The Corner

Politics & Policy

Amanda Marcotte Says the Quiet Part Out Loud

(Mariakray/Getty Images)

Salon writer Amanda Marcotte — a walking, talking caricature of upper-middle-class liberal feminism — weighed in this past Friday on the still-burning gas-stove debate. Unsurprisingly, Marcotte is an enthusiastic proponent of the Current Thing — i.e., government intervention to keep these dangerous weapons of wok out of the hands of private individuals. But one reason for that interventionism, Marcotte argued, is that it would allow individual citizens to escape the unbearable guilt of taking personal responsibility for gas-stove ownership.

“If you have a gas stove (like I do) or don’t, you really shouldn’t get into your feels about it,” Marcotte wrote on Twitter. “Your moral worth as a person has no relation to it. That’s why we need thoughtful regulation, so these questions can be systematic and not about messy individual morality.”

That’s convenient, given that apparently — and here’s a statistic you never knew you needed — more than two-thirds of the nation’s gas-stove-owning households are situated in states that Joe Biden won. But more to the point, this is an amazing thing for Marcotte to come out and admit. To her credit, the Salon writer is being much more open and honest about the point of centralized technocratic governance — one of the core premises of progressivism — than many of her peers. Bureaucratic rule, as envisioned by American progressives, is at odds with individual moral agency; the two are, in important ways, fundamentally opposed to one another. It’s just rare to hear a proponent of that centralized bureaucratic state say so openly.

● ● ● ● ● ● ●

Reproduce the gas-stove commentary above in full, word for word, keeping every heading and caption line.

DATASET:
● ● ● ● ● ● ●

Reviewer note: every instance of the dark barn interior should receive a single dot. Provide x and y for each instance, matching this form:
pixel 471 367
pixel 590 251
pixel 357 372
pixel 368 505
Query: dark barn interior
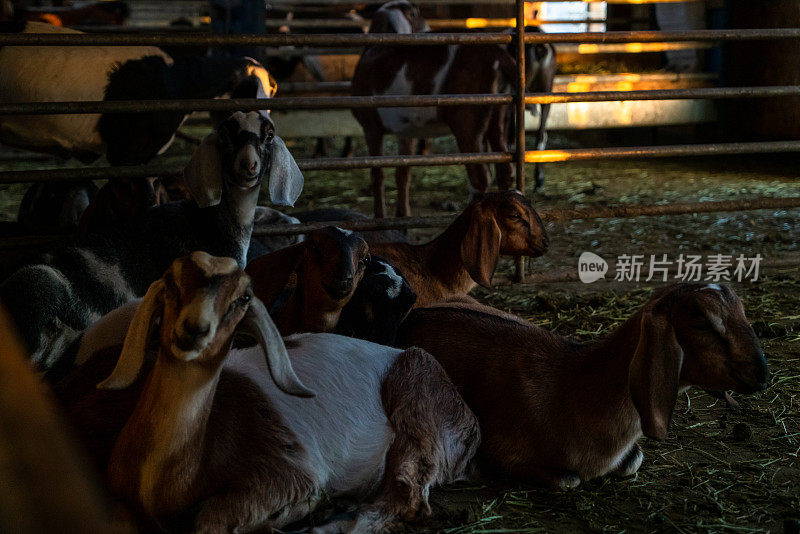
pixel 573 309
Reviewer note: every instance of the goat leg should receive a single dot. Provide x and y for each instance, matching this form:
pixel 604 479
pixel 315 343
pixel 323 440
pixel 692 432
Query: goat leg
pixel 257 505
pixel 436 434
pixel 631 463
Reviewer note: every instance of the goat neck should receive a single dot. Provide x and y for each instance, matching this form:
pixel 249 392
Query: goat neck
pixel 235 214
pixel 174 453
pixel 443 255
pixel 600 377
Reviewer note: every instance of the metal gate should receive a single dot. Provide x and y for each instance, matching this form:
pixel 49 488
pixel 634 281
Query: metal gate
pixel 519 99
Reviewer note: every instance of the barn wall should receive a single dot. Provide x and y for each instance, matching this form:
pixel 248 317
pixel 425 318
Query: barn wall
pixel 763 63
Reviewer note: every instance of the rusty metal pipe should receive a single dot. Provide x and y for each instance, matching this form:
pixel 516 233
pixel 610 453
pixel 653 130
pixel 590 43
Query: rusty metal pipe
pixel 249 104
pixel 86 39
pixel 544 156
pixel 348 102
pixel 519 104
pixel 547 215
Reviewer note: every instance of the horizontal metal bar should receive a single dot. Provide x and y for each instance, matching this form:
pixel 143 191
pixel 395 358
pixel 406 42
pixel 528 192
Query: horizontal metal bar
pixel 249 104
pixel 320 164
pixel 563 79
pixel 417 39
pixel 664 94
pixel 532 156
pixel 347 102
pixel 547 215
pixel 87 173
pixel 576 154
pixel 470 22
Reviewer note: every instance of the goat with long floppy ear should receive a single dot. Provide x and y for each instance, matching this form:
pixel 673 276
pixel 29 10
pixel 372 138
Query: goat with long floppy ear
pixel 655 373
pixel 132 356
pixel 272 272
pixel 480 249
pixel 259 324
pixel 204 173
pixel 256 323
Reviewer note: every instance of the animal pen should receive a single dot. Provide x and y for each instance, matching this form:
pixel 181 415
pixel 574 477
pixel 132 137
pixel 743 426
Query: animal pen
pixel 519 99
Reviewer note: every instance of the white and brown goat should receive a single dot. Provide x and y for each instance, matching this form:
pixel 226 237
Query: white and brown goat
pixel 235 440
pixel 466 253
pixel 558 412
pixel 443 70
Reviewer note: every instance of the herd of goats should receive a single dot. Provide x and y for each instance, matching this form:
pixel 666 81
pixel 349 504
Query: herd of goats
pixel 225 382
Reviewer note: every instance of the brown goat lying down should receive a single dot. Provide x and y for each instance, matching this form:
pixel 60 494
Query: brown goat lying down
pixel 202 437
pixel 558 412
pixel 306 286
pixel 466 253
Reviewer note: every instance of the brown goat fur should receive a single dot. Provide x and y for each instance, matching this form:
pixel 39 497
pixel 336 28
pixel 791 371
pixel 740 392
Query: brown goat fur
pixel 558 412
pixel 305 286
pixel 119 201
pixel 211 447
pixel 466 253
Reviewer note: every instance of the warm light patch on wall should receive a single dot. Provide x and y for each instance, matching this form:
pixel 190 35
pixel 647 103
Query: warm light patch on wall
pixel 579 87
pixel 632 48
pixel 546 156
pixel 496 23
pixel 578 113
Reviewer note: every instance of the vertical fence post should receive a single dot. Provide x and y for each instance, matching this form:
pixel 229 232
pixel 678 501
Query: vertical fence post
pixel 520 118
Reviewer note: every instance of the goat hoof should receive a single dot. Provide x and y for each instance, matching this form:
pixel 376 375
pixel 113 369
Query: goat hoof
pixel 568 482
pixel 631 463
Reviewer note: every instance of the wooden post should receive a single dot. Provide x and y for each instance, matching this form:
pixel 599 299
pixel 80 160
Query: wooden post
pixel 45 485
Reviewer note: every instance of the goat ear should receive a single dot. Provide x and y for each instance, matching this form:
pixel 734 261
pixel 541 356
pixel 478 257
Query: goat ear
pixel 258 324
pixel 285 178
pixel 654 374
pixel 270 273
pixel 132 356
pixel 480 249
pixel 203 174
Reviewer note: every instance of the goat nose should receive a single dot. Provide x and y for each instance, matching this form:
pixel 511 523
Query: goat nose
pixel 196 329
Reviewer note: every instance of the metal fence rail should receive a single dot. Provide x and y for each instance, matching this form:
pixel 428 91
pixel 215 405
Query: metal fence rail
pixel 362 162
pixel 415 39
pixel 547 215
pixel 519 99
pixel 346 102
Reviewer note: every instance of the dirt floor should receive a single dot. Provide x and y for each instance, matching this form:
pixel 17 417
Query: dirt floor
pixel 719 470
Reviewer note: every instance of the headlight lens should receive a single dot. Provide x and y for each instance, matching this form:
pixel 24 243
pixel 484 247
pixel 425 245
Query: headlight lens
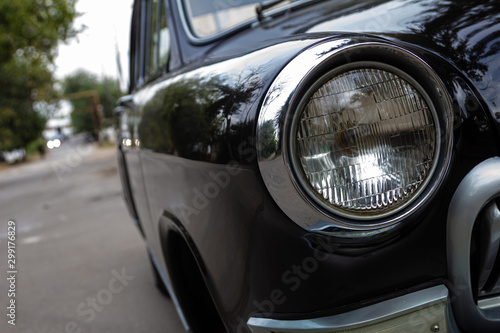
pixel 365 141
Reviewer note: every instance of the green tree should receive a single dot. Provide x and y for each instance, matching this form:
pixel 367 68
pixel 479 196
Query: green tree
pixel 107 89
pixel 29 34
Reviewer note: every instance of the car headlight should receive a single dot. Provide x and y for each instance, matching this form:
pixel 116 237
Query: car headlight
pixel 364 140
pixel 354 136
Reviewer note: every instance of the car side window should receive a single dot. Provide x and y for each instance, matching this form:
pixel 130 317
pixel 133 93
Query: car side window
pixel 159 37
pixel 150 41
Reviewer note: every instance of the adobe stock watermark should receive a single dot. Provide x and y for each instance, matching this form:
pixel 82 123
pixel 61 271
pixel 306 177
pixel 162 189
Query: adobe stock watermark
pixel 73 158
pixel 88 310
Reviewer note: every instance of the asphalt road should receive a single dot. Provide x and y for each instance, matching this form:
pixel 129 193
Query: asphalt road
pixel 80 264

● ● ● ● ● ● ●

RESPONSE TO THIS TASK:
The Corner

Politics & Policy

Amanda Marcotte Says the Quiet Part Out Loud

(Mariakray/Getty Images)

Salon writer Amanda Marcotte — a walking, talking caricature of upper-middle-class liberal feminism — weighed in this past Friday on the still-burning gas-stove debate. Unsurprisingly, Marcotte is an enthusiastic proponent of the Current Thing — i.e., government intervention to keep these dangerous weapons of wok out of the hands of private individuals. But one reason for that interventionism, Marcotte argued, is that it would allow individual citizens to escape the unbearable guilt of taking personal responsibility for gas-stove ownership.

“If you have a gas stove (like I do) or don’t, you really shouldn’t get into your feels about it,” Marcotte wrote on Twitter. “Your moral worth as a person has no relation to it. That’s why we need thoughtful regulation, so these questions can be systematic and not about messy individual morality.”

That’s convenient, given that apparently — and here’s a statistic you never knew you needed — more than two-thirds of the nation’s gas-stove-owning households are situated in states that Joe Biden won. But more to the point, this is an amazing thing for Marcotte to come out and admit. To her credit, the Salon writer is being much more open and honest about the point of centralized technocratic governance — one of the core premises of progressivism — than many of her peers. Bureaucratic rule, as envisioned by American progressives, is at odds with individual moral agency; the two are, in important ways, fundamentally opposed to one another. It’s just rare to hear a proponent of that centralized bureaucratic state say so openly.